Your goal -> Go through the entries below and count the lines where "leather" occurs. Give nothing but that number.

Point localization data:
━━━━━━━━━━━━━━━━━━━━

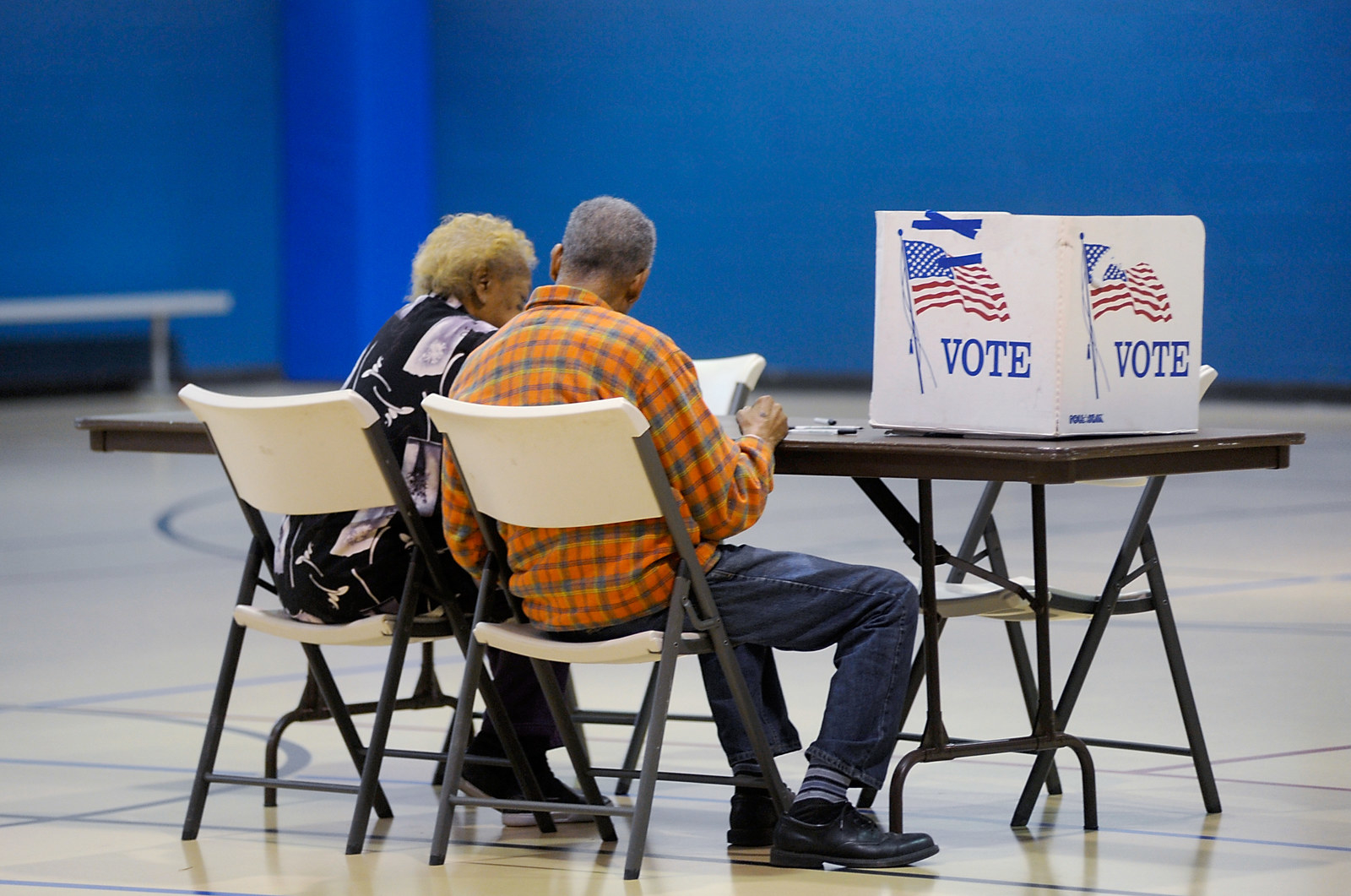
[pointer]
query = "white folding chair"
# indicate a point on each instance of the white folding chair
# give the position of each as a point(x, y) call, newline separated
point(319, 454)
point(726, 384)
point(510, 461)
point(961, 599)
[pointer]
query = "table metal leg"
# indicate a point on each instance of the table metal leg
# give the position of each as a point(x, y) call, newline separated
point(1044, 738)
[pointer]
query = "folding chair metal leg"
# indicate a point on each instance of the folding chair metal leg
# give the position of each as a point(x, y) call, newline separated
point(653, 754)
point(215, 726)
point(459, 729)
point(573, 743)
point(342, 720)
point(384, 714)
point(641, 723)
point(220, 702)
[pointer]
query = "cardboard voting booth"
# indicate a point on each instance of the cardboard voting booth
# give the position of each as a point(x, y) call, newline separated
point(1037, 326)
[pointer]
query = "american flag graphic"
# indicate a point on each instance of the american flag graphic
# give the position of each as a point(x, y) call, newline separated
point(936, 283)
point(1114, 290)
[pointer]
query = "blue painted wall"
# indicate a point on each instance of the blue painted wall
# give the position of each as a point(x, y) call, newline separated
point(358, 172)
point(761, 135)
point(142, 148)
point(139, 150)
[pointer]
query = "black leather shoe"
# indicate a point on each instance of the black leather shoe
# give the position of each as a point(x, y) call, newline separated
point(851, 839)
point(753, 817)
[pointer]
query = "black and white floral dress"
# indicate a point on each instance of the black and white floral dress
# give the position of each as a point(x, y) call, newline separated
point(341, 567)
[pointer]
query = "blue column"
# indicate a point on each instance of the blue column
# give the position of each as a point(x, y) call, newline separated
point(358, 172)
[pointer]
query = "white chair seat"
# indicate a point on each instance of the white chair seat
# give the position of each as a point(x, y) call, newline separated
point(520, 638)
point(984, 599)
point(372, 632)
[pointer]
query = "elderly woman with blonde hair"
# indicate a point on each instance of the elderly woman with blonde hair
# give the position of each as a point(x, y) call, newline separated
point(470, 276)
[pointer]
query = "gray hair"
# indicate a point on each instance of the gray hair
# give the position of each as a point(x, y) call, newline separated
point(608, 236)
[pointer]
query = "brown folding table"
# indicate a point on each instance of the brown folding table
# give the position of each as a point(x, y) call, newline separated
point(871, 456)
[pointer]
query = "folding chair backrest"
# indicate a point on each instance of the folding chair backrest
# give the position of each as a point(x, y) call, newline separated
point(727, 382)
point(297, 453)
point(551, 466)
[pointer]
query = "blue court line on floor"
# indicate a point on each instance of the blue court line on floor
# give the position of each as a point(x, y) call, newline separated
point(1258, 584)
point(1283, 754)
point(114, 888)
point(191, 688)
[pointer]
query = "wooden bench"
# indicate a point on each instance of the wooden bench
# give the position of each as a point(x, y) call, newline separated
point(155, 307)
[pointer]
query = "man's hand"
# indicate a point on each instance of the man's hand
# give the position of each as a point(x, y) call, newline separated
point(765, 419)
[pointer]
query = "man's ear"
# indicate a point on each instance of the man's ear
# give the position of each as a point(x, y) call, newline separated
point(556, 261)
point(635, 285)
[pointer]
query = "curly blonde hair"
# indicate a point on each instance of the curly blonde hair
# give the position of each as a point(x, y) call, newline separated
point(446, 261)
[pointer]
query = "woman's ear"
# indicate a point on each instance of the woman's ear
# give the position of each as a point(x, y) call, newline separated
point(481, 283)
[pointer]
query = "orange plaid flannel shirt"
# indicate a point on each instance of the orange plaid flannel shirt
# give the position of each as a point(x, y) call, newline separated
point(569, 346)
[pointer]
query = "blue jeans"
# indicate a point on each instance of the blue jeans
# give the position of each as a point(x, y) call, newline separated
point(797, 601)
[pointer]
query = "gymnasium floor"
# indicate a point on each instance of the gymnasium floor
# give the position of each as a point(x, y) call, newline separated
point(119, 572)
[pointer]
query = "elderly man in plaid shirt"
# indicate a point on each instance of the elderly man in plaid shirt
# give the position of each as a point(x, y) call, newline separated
point(576, 342)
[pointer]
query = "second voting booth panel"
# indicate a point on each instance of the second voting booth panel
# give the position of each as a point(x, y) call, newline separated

━━━━━━━━━━━━━━━━━━━━

Worked solution -> 2